-------- Records for this exercise
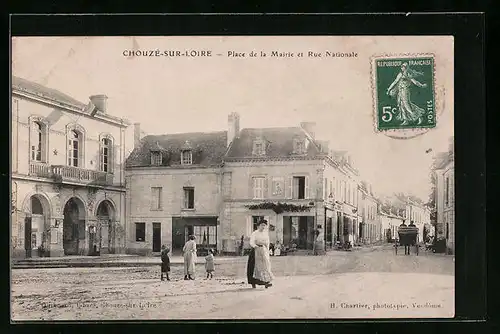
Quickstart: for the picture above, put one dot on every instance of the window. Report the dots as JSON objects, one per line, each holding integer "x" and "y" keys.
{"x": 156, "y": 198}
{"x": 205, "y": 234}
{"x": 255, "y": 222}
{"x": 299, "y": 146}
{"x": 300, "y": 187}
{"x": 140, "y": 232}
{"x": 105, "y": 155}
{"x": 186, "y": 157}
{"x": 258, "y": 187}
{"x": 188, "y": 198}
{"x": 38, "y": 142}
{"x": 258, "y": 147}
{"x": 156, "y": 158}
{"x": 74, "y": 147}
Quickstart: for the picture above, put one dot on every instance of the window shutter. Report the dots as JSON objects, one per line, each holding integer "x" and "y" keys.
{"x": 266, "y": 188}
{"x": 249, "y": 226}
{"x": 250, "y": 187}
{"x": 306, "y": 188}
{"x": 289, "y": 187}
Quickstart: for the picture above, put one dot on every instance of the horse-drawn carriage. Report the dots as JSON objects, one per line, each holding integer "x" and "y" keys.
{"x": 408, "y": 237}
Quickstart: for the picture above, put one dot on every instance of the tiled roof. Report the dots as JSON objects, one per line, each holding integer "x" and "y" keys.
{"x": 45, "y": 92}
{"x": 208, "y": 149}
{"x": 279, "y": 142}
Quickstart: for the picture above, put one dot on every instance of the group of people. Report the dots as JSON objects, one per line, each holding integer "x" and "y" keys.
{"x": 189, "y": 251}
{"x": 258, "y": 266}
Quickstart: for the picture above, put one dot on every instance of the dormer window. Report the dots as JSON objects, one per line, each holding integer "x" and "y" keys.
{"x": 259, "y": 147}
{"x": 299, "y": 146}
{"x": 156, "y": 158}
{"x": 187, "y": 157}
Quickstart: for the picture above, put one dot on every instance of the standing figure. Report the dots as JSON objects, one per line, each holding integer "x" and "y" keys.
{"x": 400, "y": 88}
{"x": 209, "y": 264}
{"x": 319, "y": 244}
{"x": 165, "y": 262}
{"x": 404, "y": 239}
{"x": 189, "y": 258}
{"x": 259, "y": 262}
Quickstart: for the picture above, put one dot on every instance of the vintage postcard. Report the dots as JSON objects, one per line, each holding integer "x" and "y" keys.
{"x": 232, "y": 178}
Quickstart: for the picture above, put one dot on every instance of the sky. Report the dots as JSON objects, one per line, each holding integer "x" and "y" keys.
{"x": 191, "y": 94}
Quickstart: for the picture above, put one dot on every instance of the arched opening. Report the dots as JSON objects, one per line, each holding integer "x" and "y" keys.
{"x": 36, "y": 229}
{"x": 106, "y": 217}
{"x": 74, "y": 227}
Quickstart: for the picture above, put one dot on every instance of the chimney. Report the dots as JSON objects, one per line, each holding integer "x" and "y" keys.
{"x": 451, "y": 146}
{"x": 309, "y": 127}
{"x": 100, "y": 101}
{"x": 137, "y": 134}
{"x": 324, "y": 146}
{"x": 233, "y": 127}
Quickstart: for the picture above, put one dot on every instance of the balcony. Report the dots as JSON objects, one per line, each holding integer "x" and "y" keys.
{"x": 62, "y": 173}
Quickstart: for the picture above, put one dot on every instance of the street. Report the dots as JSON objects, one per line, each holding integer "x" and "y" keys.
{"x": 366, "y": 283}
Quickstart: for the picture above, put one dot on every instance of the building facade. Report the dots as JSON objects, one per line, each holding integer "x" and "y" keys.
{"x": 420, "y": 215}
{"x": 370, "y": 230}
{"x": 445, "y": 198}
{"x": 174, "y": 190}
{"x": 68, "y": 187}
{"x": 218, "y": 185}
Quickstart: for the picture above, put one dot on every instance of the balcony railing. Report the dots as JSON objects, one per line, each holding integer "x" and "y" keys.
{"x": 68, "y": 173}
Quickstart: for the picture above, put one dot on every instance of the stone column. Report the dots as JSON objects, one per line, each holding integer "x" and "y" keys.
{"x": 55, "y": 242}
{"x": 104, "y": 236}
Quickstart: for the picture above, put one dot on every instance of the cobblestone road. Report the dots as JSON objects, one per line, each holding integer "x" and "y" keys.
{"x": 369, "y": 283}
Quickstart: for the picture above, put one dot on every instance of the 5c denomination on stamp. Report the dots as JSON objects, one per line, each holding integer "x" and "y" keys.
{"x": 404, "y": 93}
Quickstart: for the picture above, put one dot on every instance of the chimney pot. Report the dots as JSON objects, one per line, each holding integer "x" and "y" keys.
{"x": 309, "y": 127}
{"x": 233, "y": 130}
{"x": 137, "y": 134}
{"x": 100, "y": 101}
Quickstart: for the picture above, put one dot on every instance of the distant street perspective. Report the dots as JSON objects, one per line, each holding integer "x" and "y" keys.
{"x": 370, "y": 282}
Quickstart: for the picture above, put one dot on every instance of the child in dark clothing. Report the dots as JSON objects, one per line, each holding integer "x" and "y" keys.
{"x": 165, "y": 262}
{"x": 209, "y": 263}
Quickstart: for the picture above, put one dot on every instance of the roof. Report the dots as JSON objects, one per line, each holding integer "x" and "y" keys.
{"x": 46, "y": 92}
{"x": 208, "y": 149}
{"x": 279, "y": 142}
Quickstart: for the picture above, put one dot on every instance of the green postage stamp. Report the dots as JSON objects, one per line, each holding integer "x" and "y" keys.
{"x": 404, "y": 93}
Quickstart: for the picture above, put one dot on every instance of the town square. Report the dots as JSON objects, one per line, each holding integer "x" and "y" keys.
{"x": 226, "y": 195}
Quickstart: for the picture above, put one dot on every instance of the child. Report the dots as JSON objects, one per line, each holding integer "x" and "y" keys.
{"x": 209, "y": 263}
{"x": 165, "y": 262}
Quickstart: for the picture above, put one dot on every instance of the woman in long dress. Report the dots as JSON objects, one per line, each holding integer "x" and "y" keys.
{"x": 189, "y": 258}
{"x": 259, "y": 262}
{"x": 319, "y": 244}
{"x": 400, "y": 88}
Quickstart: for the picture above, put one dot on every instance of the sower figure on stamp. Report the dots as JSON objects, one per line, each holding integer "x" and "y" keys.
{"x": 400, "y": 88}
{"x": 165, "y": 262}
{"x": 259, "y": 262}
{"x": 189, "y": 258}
----------------
Challenge
Please rewrite all of the rows above, swapping "put one dot on" for "place a single point on" wherever it occurs and keeping everything else the same. Leave the pictures out.

Output for this task
Quickstart: for the picture above, place a single point on every instance of the window. Report the dots as JSON objects, one per line, each holding integer "x" and "y" keys.
{"x": 156, "y": 198}
{"x": 205, "y": 234}
{"x": 255, "y": 222}
{"x": 299, "y": 146}
{"x": 300, "y": 187}
{"x": 140, "y": 232}
{"x": 105, "y": 155}
{"x": 186, "y": 157}
{"x": 258, "y": 187}
{"x": 188, "y": 198}
{"x": 38, "y": 142}
{"x": 258, "y": 147}
{"x": 156, "y": 158}
{"x": 74, "y": 147}
Quickstart: for the picture above, place a single point on every instance of the window shutter. Report the dots as JSON objects, one per line, each holding integer "x" and "y" keys.
{"x": 266, "y": 188}
{"x": 249, "y": 226}
{"x": 250, "y": 187}
{"x": 306, "y": 188}
{"x": 289, "y": 187}
Quickstart: for the picture above, place a single point on every instance of the horse-drawn carriage. Report the dots as JSON objects, one per line, each holding integer "x" and "y" keys.
{"x": 408, "y": 237}
Quickstart: for the picture above, place a single point on every instance of the tiled roof. Report the dots as JSON objects, one per line, each holding integer "x" and "y" keys.
{"x": 45, "y": 92}
{"x": 208, "y": 149}
{"x": 279, "y": 142}
Quickstart: for the picture above, place a single point on every instance of the group of people. Report the dots as JSON objects, one per line, each holding integer "x" and "y" keys.
{"x": 189, "y": 251}
{"x": 258, "y": 266}
Quickstart: for the picture above, place a single point on every instance of the dormer window. Report the dots as JSON objects, one per line, each holding integer "x" and "y" keys.
{"x": 259, "y": 147}
{"x": 299, "y": 146}
{"x": 156, "y": 158}
{"x": 187, "y": 157}
Quickstart: for the picture above, place a single point on every instance of the standing figure. Report the dots as JSON objects, one per line, each holding integer "x" and "y" keys.
{"x": 400, "y": 88}
{"x": 209, "y": 264}
{"x": 319, "y": 244}
{"x": 165, "y": 262}
{"x": 404, "y": 239}
{"x": 189, "y": 258}
{"x": 259, "y": 262}
Quickstart: for the picture above, place a single point on every instance of the vintage postcard. Report the dots as JSON objects, one per line, each holding integer "x" and "y" keys.
{"x": 232, "y": 178}
Quickstart: for the picture above, place a single point on every instance of the sky. Report the dots as JSON objects, one per line, each holding integer "x" and "y" keys.
{"x": 191, "y": 94}
Quickstart: for the picture above, place a single point on every instance of the arched opening. Report the dots as JSON objects, one per line, each holding integer "x" and "y" keys.
{"x": 36, "y": 229}
{"x": 106, "y": 217}
{"x": 74, "y": 227}
Quickstart: for the picture above, place a single point on every instance of the chimney. Report the dots as JSON objects, one per line, each holding integer "x" and "y" keys.
{"x": 451, "y": 146}
{"x": 309, "y": 127}
{"x": 100, "y": 101}
{"x": 137, "y": 134}
{"x": 324, "y": 146}
{"x": 233, "y": 127}
Quickstart: for the picture above, place a single point on every instance of the balcony. Report the dots as JSON objects, one per line, each holding integer "x" and "y" keys.
{"x": 62, "y": 173}
Quickstart: for the picture above, place a single point on every instance of the street. Report the dots as JSON objects, one per line, each holding integer "x" and "y" keys.
{"x": 366, "y": 283}
Quickstart: for the picture above, place a single point on every instance of the building facade. Report the dots as JSON objects, one per line, each holding integer "x" and "y" keys.
{"x": 420, "y": 215}
{"x": 370, "y": 230}
{"x": 445, "y": 198}
{"x": 174, "y": 190}
{"x": 68, "y": 187}
{"x": 218, "y": 185}
Quickstart: for the picture above, place a single point on every instance of the balcony railing. Report the dots as JSON objects, one per line, each holding integer "x" and "y" keys.
{"x": 68, "y": 173}
Quickstart: for the picture above, place a single point on every instance of the stone column. Report the dots as JSON objects, one per line, each holding integer "x" and "y" keys.
{"x": 55, "y": 242}
{"x": 104, "y": 236}
Quickstart: for the picture above, place a single point on every instance of the cobblestone road. Report the dots as JSON objects, one per line, each holding integer "x" and "y" keys.
{"x": 369, "y": 283}
Quickstart: for the picture above, place a single point on every instance of the 5c denomination on stamp. Report the dots as JSON objects, one per line, each holding integer "x" and "y" keys.
{"x": 404, "y": 93}
Quickstart: for the picture above, place a single point on every instance of the chimney pot. Report the dots as JSON objects, one per line, each holding integer "x" and "y" keys.
{"x": 309, "y": 127}
{"x": 233, "y": 130}
{"x": 137, "y": 134}
{"x": 100, "y": 101}
Quickstart: for the picture above, place a single point on every instance of the distant street perspective. Report the dots as JSON objects, one per line, each holding integer "x" and "y" keys.
{"x": 370, "y": 282}
Quickstart: for the picture above, place a single point on every instance of the child in dark clothing. Report the dots as JSON objects, one per line, each holding integer "x" and "y" keys.
{"x": 165, "y": 262}
{"x": 209, "y": 263}
Quickstart: for the picture above, place a single point on every instance of the roof. Report the dots as JSON objects, one per line, each holding integer "x" and "y" keys.
{"x": 46, "y": 92}
{"x": 208, "y": 149}
{"x": 279, "y": 142}
Quickstart: for the picture above, place a single point on every instance of the green postage stamp. Report the dots as JSON objects, one per line, each holding integer "x" and "y" keys.
{"x": 404, "y": 93}
Quickstart: for the picture above, place a single point on every instance of the town square. Report the dots as JSON objects, one per line, each holding integer "x" and "y" keys.
{"x": 226, "y": 195}
Quickstart: for the picture above, place a single point on every instance of the child. Report the dots as JSON objects, one per line, each holding integer "x" and "y" keys.
{"x": 209, "y": 263}
{"x": 165, "y": 262}
Quickstart: for the picture above, place a single point on every instance of the woman in long dress. Report the dots as JSON objects, one per line, each holding integer "x" and "y" keys.
{"x": 189, "y": 258}
{"x": 259, "y": 262}
{"x": 319, "y": 244}
{"x": 400, "y": 88}
Quickstart: for the picture above, place a single point on every instance of the sower figure on stamp. Report the dots as JSON objects, one per line, each holding integer "x" and "y" keys.
{"x": 400, "y": 88}
{"x": 165, "y": 262}
{"x": 259, "y": 262}
{"x": 189, "y": 258}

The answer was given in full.